A mais recente pesquisa do Datafolha aponta que 63% dos brasileiros, considerando tudo o que sabem até aqui sobre a Operação Lava Jato e a corrupção na Petrobras, defendem o impedimento da presidente da República. O esgotamento do governo lulopetista se agrava a cada dia, em meio às novas revelações sobre o “petrolão” – que culminaram na prisão de mais um tesoureiro do PT – e ao aprofundamento da crise econômica.
O relatório do Tribunal de Contas da União que desmascarou as “pedaladas fiscais” praticadas pelo atual governo complica a já delicada situação da presidente. De acordo com a investigação, foram atrasados repasses de recursos para os bancos públicos com o intuito de inflar artificialmente o resultado das contas da União. As manobras ocorreram em despesas sociais, trabalhistas e previdenciárias, como Bolsa-Família, seguro-desemprego, abono salarial e aposentadorias, e recursos da Caixa Econômica Federal, do Banco do Brasil e do BNDES foram utilizados para pagar esses compromissos, o que é proibido pela Lei de Responsabilidade Fiscal.

ENTRADAS SELECIONADAS:
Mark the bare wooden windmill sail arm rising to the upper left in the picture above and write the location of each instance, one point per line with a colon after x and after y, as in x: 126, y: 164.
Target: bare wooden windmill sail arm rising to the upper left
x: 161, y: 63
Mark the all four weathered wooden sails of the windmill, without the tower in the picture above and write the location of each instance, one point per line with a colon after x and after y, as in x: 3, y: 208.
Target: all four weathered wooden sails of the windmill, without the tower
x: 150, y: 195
==
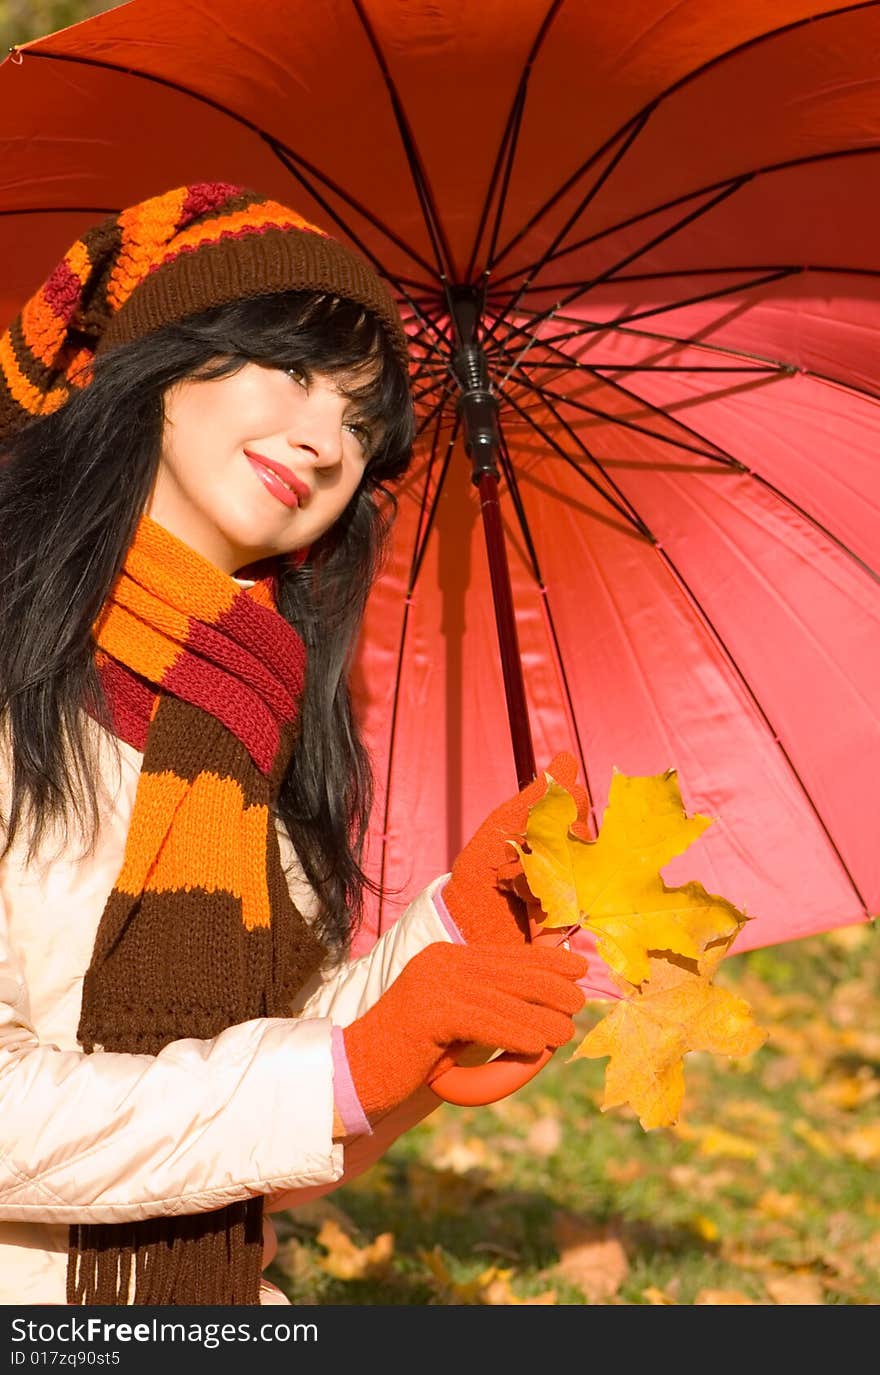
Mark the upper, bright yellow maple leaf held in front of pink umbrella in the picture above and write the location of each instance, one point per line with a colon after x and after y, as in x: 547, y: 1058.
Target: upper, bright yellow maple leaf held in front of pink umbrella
* * *
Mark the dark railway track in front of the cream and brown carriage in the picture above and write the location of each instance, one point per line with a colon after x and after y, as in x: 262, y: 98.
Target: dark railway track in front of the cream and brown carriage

TAREFA PROPOSTA 1:
Transcreva do trecho sobre a crise política do governo a parte que começa em "O relatório do" e segue até "de Responsabilidade Fiscal.".
TAREFA PROPOSTA 2:
Dê sequência ao trecho sobre a crise política do governo, escrevendo o que viria logo depois da última frase apresentada.

RESPOSTA 1:
O relatório do Tribunal de Contas da União que desmascarou as “pedaladas fiscais” praticadas pelo atual governo complica a já delicada situação da presidente. De acordo com a investigação, foram atrasados repasses de recursos para os bancos públicos com o intuito de inflar artificialmente o resultado das contas da União. As manobras ocorreram em despesas sociais, trabalhistas e previdenciárias, como Bolsa-Família, seguro-desemprego, abono salarial e aposentadorias, e recursos da Caixa Econômica Federal, do Banco do Brasil e do BNDES foram utilizados para pagar esses compromissos, o que é proibido pela Lei de Responsabilidade Fiscal.

RESPOSTA 2:
Se, no caso do petrolão, Dilma comandava o Conselho de Administração da Petrobras e era ministra-chefe da Casa Civil no período em que os cofres da estatal foram assaltados por uma quadrilha – e, portanto, deve ser cobrada por conivência ou omissão –, no episódio do malabarismo fiscal a responsabilidade legal da presidente está ainda mais caracterizada, como afirmou um dos ministros do TCU.
Ao contrário do que acusam os áulicos do lulopetismo, falar em impeachment não é “golpe”. Trata-se de um instrumento previsto na Constituição, regulamentado por lei e ao qual o Brasil já recorreu uma vez, inclusive com o apoio entusiasmado do PT. Quando Collor foi impedido, a ruptura se deu sem grandes traumas e as nossas instituições se fortaleceram.
No campo jurídico, os governistas argumentam que Dilma só poderia ser penalizada por atos ilícitos cometidos no atual mandato, iniciado há quatro meses. Essa interpretação do Parágrafo 4º do Artigo 86 da Constituição é equivocada, e há entendimento do Judiciário de que governantes reeleitos podem ser responsabilizados por eventuais irregularidades cometidas no mandato anterior. Afinal, a partir do instituto da reeleição no Brasil, é evidente que se estabeleceu a possibilidade constitucional de continuidade do mandato – ou seja, o mandato é o mesmo, apenas renovado por mais um período eletivo. Se não fosse assim, o governante estaria autorizado a cometer uma série de crimes durante seu primeiro período no cargo, pois estaria automaticamente absolvido em caso de reeleição. Um despropósito que não resiste à lógica e ao bom senso.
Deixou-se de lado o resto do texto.